» **Items**:

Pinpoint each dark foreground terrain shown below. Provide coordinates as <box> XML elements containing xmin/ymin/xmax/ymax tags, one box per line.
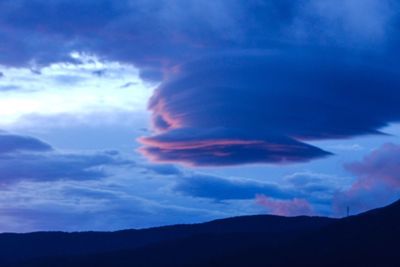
<box><xmin>0</xmin><ymin>202</ymin><xmax>400</xmax><ymax>267</ymax></box>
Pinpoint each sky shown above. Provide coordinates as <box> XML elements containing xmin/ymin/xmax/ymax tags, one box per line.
<box><xmin>0</xmin><ymin>0</ymin><xmax>400</xmax><ymax>232</ymax></box>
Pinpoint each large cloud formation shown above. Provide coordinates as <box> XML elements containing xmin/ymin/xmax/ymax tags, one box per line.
<box><xmin>0</xmin><ymin>0</ymin><xmax>400</xmax><ymax>166</ymax></box>
<box><xmin>140</xmin><ymin>50</ymin><xmax>400</xmax><ymax>166</ymax></box>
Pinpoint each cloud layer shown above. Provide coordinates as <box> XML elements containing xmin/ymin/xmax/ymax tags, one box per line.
<box><xmin>0</xmin><ymin>133</ymin><xmax>134</xmax><ymax>185</ymax></box>
<box><xmin>140</xmin><ymin>50</ymin><xmax>400</xmax><ymax>166</ymax></box>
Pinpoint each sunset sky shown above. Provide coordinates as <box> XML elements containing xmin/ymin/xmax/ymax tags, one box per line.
<box><xmin>0</xmin><ymin>0</ymin><xmax>400</xmax><ymax>232</ymax></box>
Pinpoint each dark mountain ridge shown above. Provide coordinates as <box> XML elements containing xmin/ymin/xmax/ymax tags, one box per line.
<box><xmin>0</xmin><ymin>202</ymin><xmax>400</xmax><ymax>267</ymax></box>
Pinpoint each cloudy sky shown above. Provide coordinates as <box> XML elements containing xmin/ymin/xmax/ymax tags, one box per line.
<box><xmin>0</xmin><ymin>0</ymin><xmax>400</xmax><ymax>232</ymax></box>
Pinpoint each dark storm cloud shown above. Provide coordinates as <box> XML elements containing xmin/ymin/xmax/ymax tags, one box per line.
<box><xmin>0</xmin><ymin>133</ymin><xmax>134</xmax><ymax>184</ymax></box>
<box><xmin>0</xmin><ymin>0</ymin><xmax>400</xmax><ymax>166</ymax></box>
<box><xmin>140</xmin><ymin>50</ymin><xmax>400</xmax><ymax>166</ymax></box>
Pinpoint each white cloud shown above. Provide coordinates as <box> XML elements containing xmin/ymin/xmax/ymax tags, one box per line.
<box><xmin>0</xmin><ymin>52</ymin><xmax>155</xmax><ymax>126</ymax></box>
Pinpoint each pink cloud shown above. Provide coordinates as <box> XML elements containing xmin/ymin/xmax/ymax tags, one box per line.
<box><xmin>333</xmin><ymin>143</ymin><xmax>400</xmax><ymax>216</ymax></box>
<box><xmin>256</xmin><ymin>195</ymin><xmax>314</xmax><ymax>216</ymax></box>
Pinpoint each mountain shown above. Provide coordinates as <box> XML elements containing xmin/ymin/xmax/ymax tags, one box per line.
<box><xmin>0</xmin><ymin>202</ymin><xmax>400</xmax><ymax>267</ymax></box>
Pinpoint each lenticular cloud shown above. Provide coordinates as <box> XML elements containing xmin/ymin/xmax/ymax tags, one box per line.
<box><xmin>139</xmin><ymin>51</ymin><xmax>400</xmax><ymax>166</ymax></box>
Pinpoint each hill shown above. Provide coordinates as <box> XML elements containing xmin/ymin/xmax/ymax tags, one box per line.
<box><xmin>0</xmin><ymin>202</ymin><xmax>400</xmax><ymax>267</ymax></box>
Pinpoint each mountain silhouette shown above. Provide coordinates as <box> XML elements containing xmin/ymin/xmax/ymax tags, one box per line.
<box><xmin>0</xmin><ymin>201</ymin><xmax>400</xmax><ymax>267</ymax></box>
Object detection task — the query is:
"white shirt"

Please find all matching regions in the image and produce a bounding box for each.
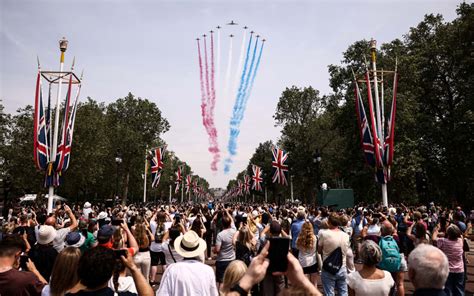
[109,276,138,295]
[150,221,173,252]
[156,260,219,296]
[346,270,394,296]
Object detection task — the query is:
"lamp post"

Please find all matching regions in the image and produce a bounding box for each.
[313,149,322,204]
[290,175,295,203]
[115,149,122,197]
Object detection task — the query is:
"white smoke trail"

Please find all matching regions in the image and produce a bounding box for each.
[223,37,234,105]
[232,29,247,94]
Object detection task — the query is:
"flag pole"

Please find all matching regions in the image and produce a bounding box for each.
[370,39,388,206]
[48,37,68,214]
[143,145,148,203]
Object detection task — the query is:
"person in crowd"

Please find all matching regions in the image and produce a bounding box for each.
[65,231,86,252]
[220,260,247,294]
[407,221,430,247]
[376,220,408,296]
[97,222,139,257]
[191,214,206,238]
[225,242,322,296]
[347,240,394,296]
[318,213,350,296]
[433,224,464,296]
[132,216,152,279]
[408,244,449,296]
[296,221,319,286]
[78,220,98,253]
[291,208,306,258]
[150,210,171,284]
[0,235,48,296]
[214,210,236,288]
[28,225,58,280]
[351,207,367,260]
[69,246,153,296]
[232,223,257,266]
[41,246,81,296]
[162,226,185,266]
[47,204,78,253]
[156,230,218,296]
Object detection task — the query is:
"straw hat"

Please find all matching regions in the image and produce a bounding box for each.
[174,230,206,258]
[38,225,56,245]
[66,231,86,248]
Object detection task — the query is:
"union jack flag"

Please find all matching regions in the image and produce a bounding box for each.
[54,75,74,173]
[383,70,398,169]
[33,72,49,171]
[272,146,288,185]
[244,175,250,194]
[185,175,192,193]
[148,147,166,188]
[355,76,375,167]
[62,85,81,172]
[237,180,244,196]
[252,165,263,191]
[193,180,199,194]
[359,70,383,167]
[174,166,183,194]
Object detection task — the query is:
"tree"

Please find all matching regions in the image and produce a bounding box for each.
[106,93,170,202]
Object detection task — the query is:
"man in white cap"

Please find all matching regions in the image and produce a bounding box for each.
[29,225,58,279]
[156,230,219,296]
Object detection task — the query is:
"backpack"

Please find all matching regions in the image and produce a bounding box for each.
[378,236,402,272]
[155,224,165,244]
[323,247,342,275]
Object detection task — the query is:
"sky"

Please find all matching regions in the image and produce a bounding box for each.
[0,0,459,187]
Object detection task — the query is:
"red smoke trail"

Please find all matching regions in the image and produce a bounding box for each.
[197,39,208,131]
[197,38,220,171]
[209,33,220,171]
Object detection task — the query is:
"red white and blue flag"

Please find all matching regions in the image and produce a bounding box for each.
[272,146,288,185]
[244,175,250,194]
[237,180,244,196]
[148,147,166,188]
[185,175,192,193]
[355,76,375,167]
[174,166,183,194]
[54,75,72,174]
[252,165,263,191]
[33,72,49,171]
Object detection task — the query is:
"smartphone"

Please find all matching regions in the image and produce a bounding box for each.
[20,255,28,271]
[112,220,123,226]
[267,237,290,272]
[114,249,127,259]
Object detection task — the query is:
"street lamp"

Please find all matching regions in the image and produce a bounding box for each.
[313,149,322,204]
[115,149,122,197]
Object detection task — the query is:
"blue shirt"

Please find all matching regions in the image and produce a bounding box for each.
[291,219,304,249]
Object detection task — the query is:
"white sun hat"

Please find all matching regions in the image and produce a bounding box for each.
[174,230,206,258]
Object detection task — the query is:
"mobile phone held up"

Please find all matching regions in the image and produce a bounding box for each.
[114,249,127,259]
[20,255,28,271]
[112,219,123,226]
[267,237,290,272]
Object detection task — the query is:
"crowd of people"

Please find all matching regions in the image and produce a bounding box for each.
[0,201,474,296]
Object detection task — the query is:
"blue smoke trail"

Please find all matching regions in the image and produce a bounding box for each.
[230,37,258,125]
[224,36,261,173]
[238,42,265,121]
[224,35,253,174]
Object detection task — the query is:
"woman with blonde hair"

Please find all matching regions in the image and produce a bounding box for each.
[220,260,247,295]
[41,247,81,296]
[133,216,152,279]
[232,226,256,266]
[296,221,318,286]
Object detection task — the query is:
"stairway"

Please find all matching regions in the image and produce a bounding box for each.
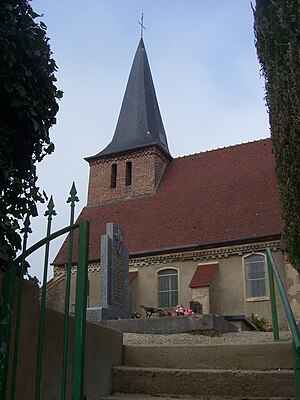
[109,342,295,400]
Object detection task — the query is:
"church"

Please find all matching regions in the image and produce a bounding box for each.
[48,38,300,327]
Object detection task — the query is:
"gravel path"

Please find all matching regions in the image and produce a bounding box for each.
[123,331,292,346]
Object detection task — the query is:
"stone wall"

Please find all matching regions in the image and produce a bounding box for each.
[87,146,168,206]
[0,274,123,400]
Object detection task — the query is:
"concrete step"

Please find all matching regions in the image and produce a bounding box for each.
[113,366,295,399]
[123,342,293,370]
[102,393,291,400]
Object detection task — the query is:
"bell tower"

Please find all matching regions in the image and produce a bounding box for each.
[85,38,172,205]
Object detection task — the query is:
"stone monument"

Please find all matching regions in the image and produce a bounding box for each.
[87,223,131,322]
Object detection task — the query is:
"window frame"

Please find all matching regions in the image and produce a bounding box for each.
[156,268,180,308]
[243,252,270,302]
[125,161,132,186]
[110,163,118,189]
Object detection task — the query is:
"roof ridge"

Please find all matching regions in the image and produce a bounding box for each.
[174,137,271,160]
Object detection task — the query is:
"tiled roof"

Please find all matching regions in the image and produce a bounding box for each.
[189,264,218,288]
[54,139,281,264]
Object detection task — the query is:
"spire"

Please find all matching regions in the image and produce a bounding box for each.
[88,38,171,158]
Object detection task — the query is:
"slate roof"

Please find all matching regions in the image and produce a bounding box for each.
[54,139,281,264]
[86,38,171,161]
[189,264,218,288]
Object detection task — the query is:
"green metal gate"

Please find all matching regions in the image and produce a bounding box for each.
[0,183,89,400]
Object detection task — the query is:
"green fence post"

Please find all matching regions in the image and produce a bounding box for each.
[72,221,89,400]
[293,340,300,400]
[61,182,79,400]
[35,196,56,400]
[0,261,17,399]
[10,215,32,400]
[267,248,279,340]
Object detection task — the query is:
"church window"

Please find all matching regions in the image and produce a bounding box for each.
[110,164,117,189]
[244,254,267,299]
[125,161,132,186]
[157,269,178,307]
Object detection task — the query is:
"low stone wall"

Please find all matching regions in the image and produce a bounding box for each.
[99,314,238,334]
[0,274,123,400]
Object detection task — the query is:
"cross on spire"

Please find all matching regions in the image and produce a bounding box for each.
[138,13,146,38]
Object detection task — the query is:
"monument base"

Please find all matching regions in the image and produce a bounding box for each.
[86,306,131,322]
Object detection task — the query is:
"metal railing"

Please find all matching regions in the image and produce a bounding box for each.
[266,248,300,400]
[0,183,89,400]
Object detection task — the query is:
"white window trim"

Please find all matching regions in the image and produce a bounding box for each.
[243,255,270,302]
[156,267,181,308]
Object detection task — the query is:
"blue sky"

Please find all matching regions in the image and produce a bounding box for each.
[30,0,269,277]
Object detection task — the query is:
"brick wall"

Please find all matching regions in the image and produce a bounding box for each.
[88,146,168,205]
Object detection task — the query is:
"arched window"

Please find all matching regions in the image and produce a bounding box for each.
[125,161,132,186]
[244,254,267,298]
[157,269,178,307]
[110,164,117,189]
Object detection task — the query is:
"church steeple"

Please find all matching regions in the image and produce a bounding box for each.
[86,38,172,205]
[88,38,171,158]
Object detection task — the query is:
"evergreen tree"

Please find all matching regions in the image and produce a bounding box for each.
[254,0,300,272]
[0,0,62,266]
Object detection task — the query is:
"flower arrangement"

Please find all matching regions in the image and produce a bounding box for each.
[175,305,194,316]
[249,313,272,332]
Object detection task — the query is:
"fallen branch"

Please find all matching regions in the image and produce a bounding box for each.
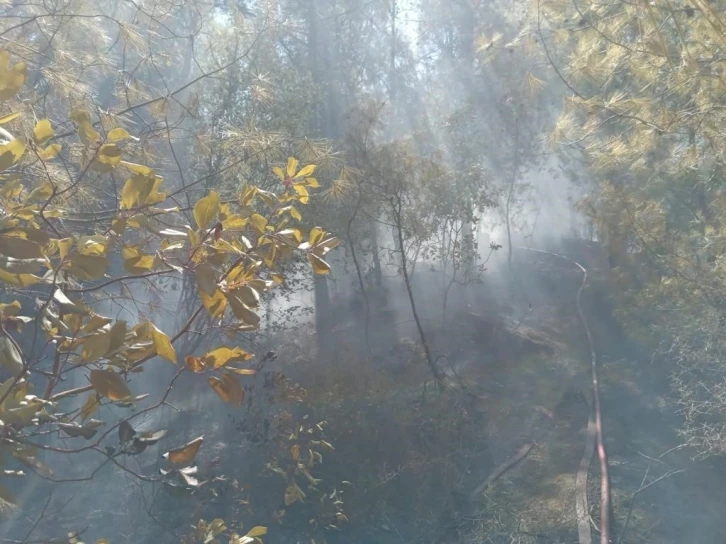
[471,406,554,499]
[575,404,595,544]
[471,442,534,499]
[521,247,612,544]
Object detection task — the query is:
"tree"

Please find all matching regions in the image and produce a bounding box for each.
[0,46,338,541]
[540,1,726,462]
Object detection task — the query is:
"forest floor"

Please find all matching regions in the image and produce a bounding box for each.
[446,252,726,544]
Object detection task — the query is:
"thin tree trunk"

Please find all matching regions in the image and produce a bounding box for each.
[392,194,444,386]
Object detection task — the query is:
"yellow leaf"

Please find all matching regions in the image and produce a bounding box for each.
[67,253,108,281]
[232,366,257,376]
[111,217,126,235]
[93,144,121,172]
[292,183,310,204]
[184,355,207,373]
[33,119,55,145]
[0,335,25,376]
[0,51,27,100]
[250,213,267,234]
[81,329,111,362]
[0,269,42,287]
[122,246,159,274]
[247,526,267,538]
[277,229,302,248]
[25,180,55,204]
[0,236,43,259]
[199,289,227,318]
[0,139,25,172]
[285,482,305,506]
[194,191,220,229]
[308,252,330,276]
[163,436,204,465]
[38,144,62,161]
[90,370,131,401]
[119,161,155,178]
[232,285,260,309]
[0,111,20,125]
[81,393,101,421]
[295,164,315,178]
[121,174,156,210]
[203,346,253,369]
[308,227,325,246]
[287,157,300,178]
[106,128,131,142]
[222,215,248,231]
[227,293,260,328]
[149,323,176,364]
[208,373,245,406]
[272,166,285,181]
[194,263,217,295]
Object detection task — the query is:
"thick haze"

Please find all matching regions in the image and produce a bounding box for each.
[0,0,726,544]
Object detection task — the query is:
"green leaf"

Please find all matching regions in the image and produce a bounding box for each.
[194,191,220,229]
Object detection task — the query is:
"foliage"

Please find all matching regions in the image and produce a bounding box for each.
[0,52,338,543]
[540,0,726,453]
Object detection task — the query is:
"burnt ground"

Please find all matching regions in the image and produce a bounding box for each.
[322,246,726,544]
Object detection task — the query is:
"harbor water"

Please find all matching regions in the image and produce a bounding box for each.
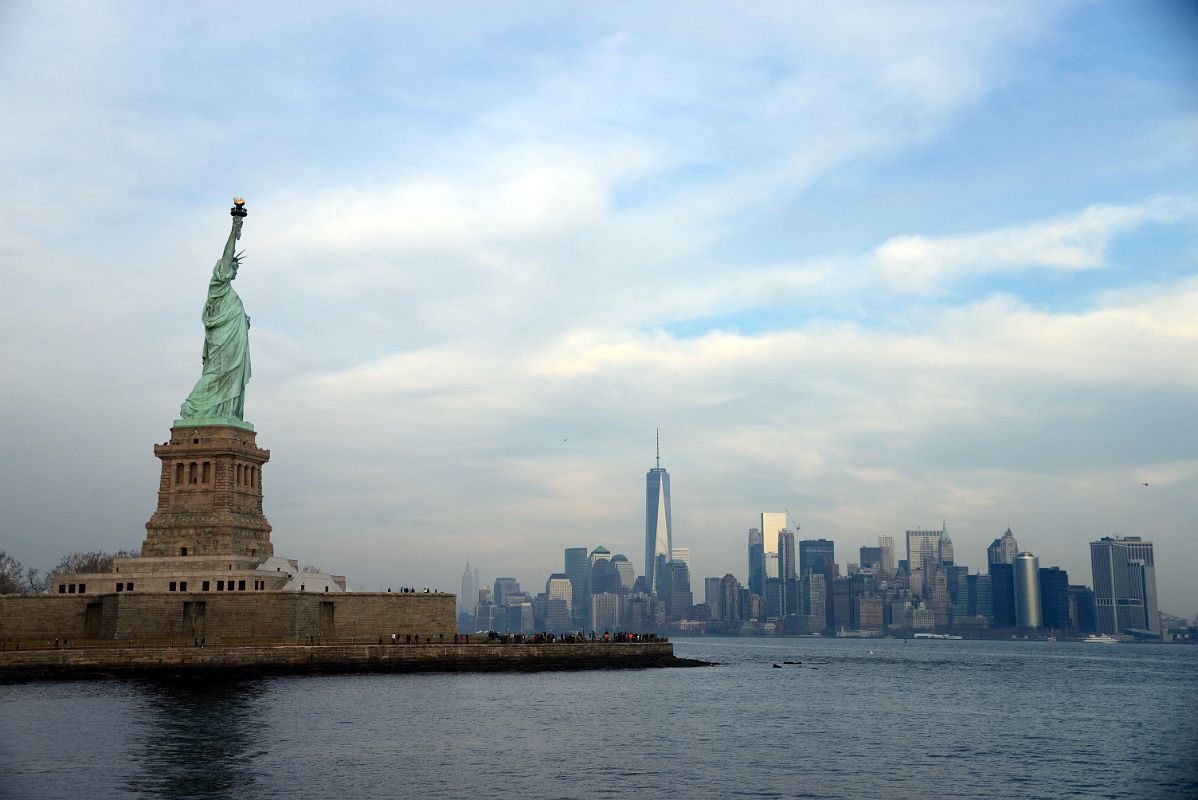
[0,638,1198,800]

» **Short problem**:
How many lines of the listing above contain the string "ridge"? Give only the number.

» **Response to this exercise**:
2